Top of Task inputs

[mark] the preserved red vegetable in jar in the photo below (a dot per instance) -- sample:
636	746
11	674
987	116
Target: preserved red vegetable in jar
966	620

Bottom of Task inputs
Top of Task inputs

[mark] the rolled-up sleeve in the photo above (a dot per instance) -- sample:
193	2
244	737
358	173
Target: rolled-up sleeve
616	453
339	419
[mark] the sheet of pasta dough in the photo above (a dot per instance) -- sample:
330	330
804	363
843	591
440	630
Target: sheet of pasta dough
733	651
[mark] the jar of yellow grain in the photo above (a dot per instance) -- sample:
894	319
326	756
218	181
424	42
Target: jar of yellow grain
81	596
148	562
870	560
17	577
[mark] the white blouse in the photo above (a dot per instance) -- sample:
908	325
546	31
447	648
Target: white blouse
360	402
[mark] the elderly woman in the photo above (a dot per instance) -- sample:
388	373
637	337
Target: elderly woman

Bottom of Task inputs

Requirement
Go over the data and return every line that includes the word "photo".

Result below
[mark] the preserved red vegetable in jar in the photo below (a dot per instance) -- sample:
[mark] the rolled-up sleeve in the photo above (a dot per instance) -- sample:
[mark] the sheet of pasta dough in the photo above (a dot per instance) -- sample:
[mark] the jar of yellow grain in the photo above (a dot per instance) -- sample:
[mark] the white blouse in the photo above (a dot per instance) -- sample:
[mark] the elderly woman in the photo above (a dot per instance) -- sample:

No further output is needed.